# Suppression Photos



## samsonite4 (21 Février 2012)

Je suis nouveau sur Ipad et je salue toute la communauté.

Je ne parviens pas à supprimer certaines photos que j'ai installées sur mon IPAD 2 par le biais d'une synchronisation avec ITUNES. Le pavé rouge SUPPRIMER apparaît pourtant bien en haut de l'écran. Je sélectionne une photo (la coche bleue apparaît) mais lorsque j'appuie sur le bouton SUPPRIMER rien ne se passe.
Quelqu'un peut-il m'aider ?

Merci d'avance.


----------



## Bigdidou (21 Février 2012)

Tu es sous quelle version d'iOS (j'imagine que c'est une 4.x.x d'après l'interface de Photos que tu décris) ?

Dans un premier temps, est-ce que tu as tout bêtement essayé de redémarrer ton iPad ?


----------



## samsonite4 (22 Février 2012)

Je suis sous IOS 5.0.1

j'ai redémarré mon IPAD mais cela ne change rien. Le bouton SUPPRIMER est inopérant...


----------



## samsonite4 (22 Février 2012)

Je suis effectivement sous l'onglet "Photos".

Je crois en effet que tout le système est conçu pour que l'on passe par ITUNES. En dehors de cela, s'il faut faire des manip. invraisemblables, je ne vois pas l'intérêt.
Pourquoi faire simple quand on peut faire compliqué ?

■ **LIGNES DE DONNÉES**
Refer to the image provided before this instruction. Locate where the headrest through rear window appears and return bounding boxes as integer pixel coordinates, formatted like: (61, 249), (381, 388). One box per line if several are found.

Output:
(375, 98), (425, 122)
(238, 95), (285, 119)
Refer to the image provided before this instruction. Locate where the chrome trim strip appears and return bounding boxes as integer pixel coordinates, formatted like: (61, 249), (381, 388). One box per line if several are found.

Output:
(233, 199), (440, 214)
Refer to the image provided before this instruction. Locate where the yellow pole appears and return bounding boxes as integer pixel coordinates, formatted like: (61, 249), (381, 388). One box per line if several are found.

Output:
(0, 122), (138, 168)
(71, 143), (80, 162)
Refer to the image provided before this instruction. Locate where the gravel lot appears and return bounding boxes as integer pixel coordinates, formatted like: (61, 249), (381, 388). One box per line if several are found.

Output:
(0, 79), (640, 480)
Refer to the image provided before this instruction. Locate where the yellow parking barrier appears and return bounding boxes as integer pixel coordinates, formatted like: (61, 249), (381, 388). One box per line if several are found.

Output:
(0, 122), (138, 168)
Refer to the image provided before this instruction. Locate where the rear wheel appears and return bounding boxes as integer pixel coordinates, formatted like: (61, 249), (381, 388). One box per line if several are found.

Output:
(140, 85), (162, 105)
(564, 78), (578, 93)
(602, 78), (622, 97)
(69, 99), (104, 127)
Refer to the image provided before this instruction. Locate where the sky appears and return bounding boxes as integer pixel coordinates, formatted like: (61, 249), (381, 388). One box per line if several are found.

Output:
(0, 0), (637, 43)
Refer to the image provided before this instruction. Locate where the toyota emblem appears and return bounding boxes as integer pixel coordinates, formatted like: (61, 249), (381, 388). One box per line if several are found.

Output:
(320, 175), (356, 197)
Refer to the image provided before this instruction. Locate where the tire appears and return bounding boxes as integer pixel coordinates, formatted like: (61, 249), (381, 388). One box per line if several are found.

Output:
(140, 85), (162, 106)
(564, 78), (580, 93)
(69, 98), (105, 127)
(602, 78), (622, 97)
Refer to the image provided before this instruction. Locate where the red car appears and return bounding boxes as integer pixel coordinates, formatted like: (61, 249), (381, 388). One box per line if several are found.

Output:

■ **DÉFIS**
1 - Répondez à ces questions sur l'extrait consacré à la suppression de photos :
(a) Sous quelle version d'iOS se trouve samsonite4 ?
(b) Qu'est-ce qui apparaît quand samsonite4 sélectionne une photo ?
(c) Que propose Bigdidou d'essayer dans un premier temps ?
2 - Mettez sous forme de liste JSON de chaînes les lignes des enregistrements situées entre celle qui contient « where the chrome » et celle qui contient « (233, 199), (440, 214) », ces deux lignes comprises. Comptez une chaîne par ligne et omettez les lignes vides.
L'extrait et les enregistrements n'ont aucun lien entre eux.

■ **CORRIGÉ DE L'EXERCICE**
1 -
(a) iOS 5.0.1.
(b) La coche bleue.
(c) Redémarrer l'iPad.

2 -
[
  "Refer to the image provided before this instruction. Locate where the chrome trim strip appears and return bounding boxes as integer pixel coordinates, formatted like: (61, 249), (381, 388). One box per line if several are found.",
  "Output:",
  "(233, 199), (440, 214)"
]